_PROBLEM TO SOLVE_
Extract the listing in its entirety, keeping each line identical to the original.

_SUPPLIED RECORDS_
[Start of section]
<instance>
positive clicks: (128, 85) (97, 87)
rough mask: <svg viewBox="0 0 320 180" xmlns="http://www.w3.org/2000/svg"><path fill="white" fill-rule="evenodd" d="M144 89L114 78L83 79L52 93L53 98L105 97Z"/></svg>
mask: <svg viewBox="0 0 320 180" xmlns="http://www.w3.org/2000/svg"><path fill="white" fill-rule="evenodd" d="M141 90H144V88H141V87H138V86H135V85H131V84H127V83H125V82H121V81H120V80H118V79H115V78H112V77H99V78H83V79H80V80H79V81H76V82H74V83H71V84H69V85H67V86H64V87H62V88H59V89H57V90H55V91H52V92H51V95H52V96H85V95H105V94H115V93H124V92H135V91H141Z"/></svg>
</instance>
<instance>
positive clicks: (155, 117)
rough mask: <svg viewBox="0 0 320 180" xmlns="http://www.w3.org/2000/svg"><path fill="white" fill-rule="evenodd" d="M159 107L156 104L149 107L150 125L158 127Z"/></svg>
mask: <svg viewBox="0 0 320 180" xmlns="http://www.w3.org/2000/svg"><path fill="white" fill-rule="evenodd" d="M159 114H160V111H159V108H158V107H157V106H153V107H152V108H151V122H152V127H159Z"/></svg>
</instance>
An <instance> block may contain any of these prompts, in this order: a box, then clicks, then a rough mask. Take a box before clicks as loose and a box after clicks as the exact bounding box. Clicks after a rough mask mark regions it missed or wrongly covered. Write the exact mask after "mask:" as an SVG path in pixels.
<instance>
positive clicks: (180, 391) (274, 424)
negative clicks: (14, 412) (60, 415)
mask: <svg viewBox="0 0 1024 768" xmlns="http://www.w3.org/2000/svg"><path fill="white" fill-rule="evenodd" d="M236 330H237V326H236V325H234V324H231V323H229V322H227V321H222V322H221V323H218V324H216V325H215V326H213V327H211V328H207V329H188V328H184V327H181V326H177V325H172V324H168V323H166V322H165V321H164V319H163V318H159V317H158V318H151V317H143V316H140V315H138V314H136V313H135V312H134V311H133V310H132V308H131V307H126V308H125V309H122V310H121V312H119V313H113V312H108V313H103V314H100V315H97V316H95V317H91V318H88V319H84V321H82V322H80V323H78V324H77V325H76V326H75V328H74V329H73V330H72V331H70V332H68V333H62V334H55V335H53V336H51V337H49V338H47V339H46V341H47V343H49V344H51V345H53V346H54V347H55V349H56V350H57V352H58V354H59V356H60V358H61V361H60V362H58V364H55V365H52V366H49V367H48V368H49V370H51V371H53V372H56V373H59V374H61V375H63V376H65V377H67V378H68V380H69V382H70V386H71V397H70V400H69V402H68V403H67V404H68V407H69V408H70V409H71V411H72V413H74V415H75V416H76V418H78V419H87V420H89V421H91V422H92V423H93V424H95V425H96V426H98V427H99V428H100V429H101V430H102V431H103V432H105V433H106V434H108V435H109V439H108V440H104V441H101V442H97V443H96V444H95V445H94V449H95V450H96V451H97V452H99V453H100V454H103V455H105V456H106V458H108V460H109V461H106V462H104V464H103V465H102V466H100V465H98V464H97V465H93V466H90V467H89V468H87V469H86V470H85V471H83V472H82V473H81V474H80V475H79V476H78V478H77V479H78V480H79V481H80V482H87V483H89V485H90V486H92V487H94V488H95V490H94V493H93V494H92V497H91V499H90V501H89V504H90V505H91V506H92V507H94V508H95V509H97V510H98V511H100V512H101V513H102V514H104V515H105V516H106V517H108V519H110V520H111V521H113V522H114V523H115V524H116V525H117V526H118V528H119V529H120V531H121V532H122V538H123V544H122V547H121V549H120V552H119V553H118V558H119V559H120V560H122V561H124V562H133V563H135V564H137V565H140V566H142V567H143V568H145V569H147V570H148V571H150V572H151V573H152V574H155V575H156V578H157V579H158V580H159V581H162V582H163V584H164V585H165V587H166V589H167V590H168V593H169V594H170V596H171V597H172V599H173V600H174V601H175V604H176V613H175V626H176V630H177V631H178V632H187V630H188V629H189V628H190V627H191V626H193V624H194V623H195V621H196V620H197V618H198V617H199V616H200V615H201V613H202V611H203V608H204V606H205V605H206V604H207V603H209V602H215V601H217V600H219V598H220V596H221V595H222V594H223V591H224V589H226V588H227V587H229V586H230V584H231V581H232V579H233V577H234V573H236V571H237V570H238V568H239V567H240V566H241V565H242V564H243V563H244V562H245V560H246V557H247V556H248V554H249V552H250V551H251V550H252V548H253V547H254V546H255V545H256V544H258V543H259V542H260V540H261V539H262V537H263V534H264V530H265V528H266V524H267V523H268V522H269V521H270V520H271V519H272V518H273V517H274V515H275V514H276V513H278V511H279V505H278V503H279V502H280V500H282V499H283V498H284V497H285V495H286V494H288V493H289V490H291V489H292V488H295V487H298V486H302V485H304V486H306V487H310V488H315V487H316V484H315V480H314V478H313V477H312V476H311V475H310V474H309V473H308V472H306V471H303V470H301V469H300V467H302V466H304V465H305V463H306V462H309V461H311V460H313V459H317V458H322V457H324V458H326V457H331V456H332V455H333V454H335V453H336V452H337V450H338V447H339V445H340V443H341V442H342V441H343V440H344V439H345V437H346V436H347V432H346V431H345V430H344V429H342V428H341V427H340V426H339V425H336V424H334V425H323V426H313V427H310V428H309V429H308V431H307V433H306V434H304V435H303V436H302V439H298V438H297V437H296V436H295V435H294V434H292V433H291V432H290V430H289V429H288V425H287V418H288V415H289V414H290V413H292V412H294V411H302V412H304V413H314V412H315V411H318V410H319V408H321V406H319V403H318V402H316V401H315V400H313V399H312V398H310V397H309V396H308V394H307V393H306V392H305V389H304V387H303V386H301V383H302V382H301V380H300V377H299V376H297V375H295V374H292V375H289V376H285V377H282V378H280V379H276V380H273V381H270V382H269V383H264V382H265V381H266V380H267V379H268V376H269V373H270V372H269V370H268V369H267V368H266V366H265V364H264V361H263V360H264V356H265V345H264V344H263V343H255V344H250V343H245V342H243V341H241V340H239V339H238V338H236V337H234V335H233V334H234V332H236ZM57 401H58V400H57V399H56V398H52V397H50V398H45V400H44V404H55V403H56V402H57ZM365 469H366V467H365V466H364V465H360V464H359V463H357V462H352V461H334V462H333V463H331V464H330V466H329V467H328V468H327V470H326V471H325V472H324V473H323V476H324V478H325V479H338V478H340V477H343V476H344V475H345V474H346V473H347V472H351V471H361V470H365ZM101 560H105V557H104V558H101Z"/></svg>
[End of section]
_ANSWER SPACE_
<instance>
positive clicks: (128, 85) (97, 87)
rough mask: <svg viewBox="0 0 320 180" xmlns="http://www.w3.org/2000/svg"><path fill="white" fill-rule="evenodd" d="M144 89L114 78L83 79L52 93L53 98L105 97Z"/></svg>
mask: <svg viewBox="0 0 320 180" xmlns="http://www.w3.org/2000/svg"><path fill="white" fill-rule="evenodd" d="M141 90H144V88H141V87H138V86H135V85H131V84H127V83H125V82H121V81H120V80H118V79H115V78H112V77H99V78H83V79H80V80H79V81H76V82H74V83H71V84H69V85H67V86H64V87H62V88H59V89H57V90H55V91H52V92H51V95H52V96H85V95H105V94H115V93H124V92H135V91H141Z"/></svg>
</instance>
<instance>
positive clicks: (155, 117)
rough mask: <svg viewBox="0 0 320 180" xmlns="http://www.w3.org/2000/svg"><path fill="white" fill-rule="evenodd" d="M159 107L156 104L149 107L150 125L158 127Z"/></svg>
mask: <svg viewBox="0 0 320 180" xmlns="http://www.w3.org/2000/svg"><path fill="white" fill-rule="evenodd" d="M159 114H160V111H159V108H158V107H157V106H153V107H152V108H151V122H152V127H159Z"/></svg>
</instance>
An <instance> block may contain any of these prompts, in this order: a box, then clicks, then a rough mask. Take a box before clicks as loose and a box after clicks as the exact bounding box. Clicks after a rough mask mark regions it missed or wrongly covered. Write the exact mask after "mask:" as an SVG path in pixels.
<instance>
positive clicks: (180, 391) (274, 424)
negative clicks: (14, 412) (60, 415)
mask: <svg viewBox="0 0 1024 768" xmlns="http://www.w3.org/2000/svg"><path fill="white" fill-rule="evenodd" d="M236 330H237V326H236V325H234V324H231V323H229V322H227V321H222V322H221V323H218V324H216V325H215V326H213V327H211V328H207V329H188V328H184V327H181V326H177V325H172V324H168V323H166V322H165V321H164V319H163V318H159V317H158V318H151V317H143V316H140V315H138V314H136V313H135V312H134V311H133V310H132V308H131V307H126V308H125V309H122V310H121V312H119V313H113V312H108V313H103V314H100V315H97V316H95V317H91V318H88V319H84V321H82V322H80V323H78V324H77V325H76V326H75V328H74V329H73V330H72V331H70V332H68V333H62V334H55V335H53V336H51V337H49V338H47V339H46V341H47V343H49V344H51V345H53V346H54V347H55V349H56V350H57V352H58V354H59V356H60V358H61V361H60V362H58V364H55V365H52V366H49V367H48V368H49V370H51V371H53V372H56V373H59V374H61V375H63V376H65V377H67V378H68V380H69V382H70V386H71V397H70V400H69V402H68V403H67V404H68V407H69V408H70V409H71V411H72V413H74V415H75V416H76V418H78V419H87V420H89V421H91V422H92V423H93V424H95V425H96V426H98V427H99V428H100V429H101V430H102V431H103V432H105V433H106V434H108V435H109V439H108V440H104V441H101V442H97V443H96V444H95V445H94V449H95V450H96V451H97V452H99V453H100V454H103V455H105V456H106V458H108V460H109V461H106V462H104V464H103V465H102V466H100V465H98V464H97V465H93V466H90V467H89V468H87V469H86V470H85V471H83V472H82V473H81V474H80V475H79V476H78V478H77V479H78V480H79V481H80V482H87V483H89V485H90V486H92V487H94V488H95V490H94V493H93V494H92V497H91V499H90V501H89V504H90V505H91V506H92V507H94V508H95V509H97V510H98V511H100V512H101V513H102V514H104V515H105V516H106V517H108V519H110V520H111V521H113V522H114V523H115V524H116V525H117V526H118V528H119V529H120V531H121V532H122V538H123V544H122V547H121V549H120V552H119V553H118V558H119V559H120V560H122V561H124V562H133V563H135V564H137V565H140V566H142V567H143V568H145V569H147V570H148V571H150V572H151V573H152V574H155V575H156V578H157V579H158V580H159V581H162V582H163V584H164V585H165V587H166V589H167V590H168V593H169V594H170V596H171V597H172V599H173V600H174V601H175V604H176V613H175V626H176V630H177V631H178V632H187V630H188V629H189V628H190V627H191V626H193V624H194V623H195V621H196V620H197V618H198V617H199V616H200V615H201V613H202V611H203V608H204V606H205V605H206V604H207V603H209V602H215V601H217V600H219V598H220V596H221V595H222V594H223V591H224V589H226V588H227V587H229V586H230V584H231V581H232V579H233V577H234V573H236V571H237V570H238V568H239V567H240V566H241V565H242V564H243V563H244V562H245V560H246V557H247V556H248V554H249V552H250V551H251V550H252V548H253V547H254V546H255V545H256V544H258V543H259V542H260V540H261V539H262V537H263V534H264V530H265V528H266V524H267V523H268V522H269V521H270V520H271V519H272V518H273V517H274V515H275V514H276V513H278V511H279V505H278V503H279V502H280V500H282V499H283V498H284V497H285V495H286V494H288V493H289V490H291V489H292V488H295V487H298V486H302V485H304V486H306V487H310V488H315V487H316V484H315V480H314V478H313V477H312V476H311V475H310V474H309V473H308V472H306V471H303V470H301V469H300V467H302V466H304V465H305V463H306V462H309V461H311V460H313V459H317V458H322V457H324V458H326V457H331V456H332V455H333V454H335V453H336V452H337V450H338V447H339V445H340V443H341V442H342V441H343V440H344V439H345V437H346V436H347V432H346V431H345V430H344V429H342V428H341V427H340V426H339V425H336V424H334V425H323V426H313V427H310V428H309V429H308V431H307V433H306V434H304V435H303V436H302V439H298V438H297V437H296V436H295V435H294V434H292V433H291V432H290V430H289V429H288V425H287V418H288V415H289V414H290V413H292V412H294V411H302V412H304V413H314V412H315V411H318V410H319V408H321V406H319V403H318V402H316V401H315V400H313V399H312V398H310V397H309V396H308V394H307V393H306V392H305V389H304V387H303V386H301V383H302V382H301V380H300V377H299V376H297V375H295V374H292V375H289V376H285V377H282V378H280V379H276V380H273V381H270V382H269V383H264V382H265V381H266V380H267V379H268V376H269V373H270V372H269V370H268V369H267V368H266V366H265V364H264V361H263V360H264V356H265V345H264V344H263V343H255V344H250V343H245V342H243V341H241V340H239V339H238V338H236V337H234V335H233V334H234V332H236ZM57 401H58V400H57V399H56V398H52V397H50V398H45V400H44V404H55V403H56V402H57ZM365 469H366V467H365V466H364V465H360V464H359V463H357V462H352V461H334V462H333V463H331V464H330V466H329V467H328V468H327V470H326V471H325V472H324V473H323V476H324V478H325V479H338V478H340V477H343V476H344V475H345V474H346V473H347V472H351V471H361V470H365ZM101 560H105V557H104V558H101Z"/></svg>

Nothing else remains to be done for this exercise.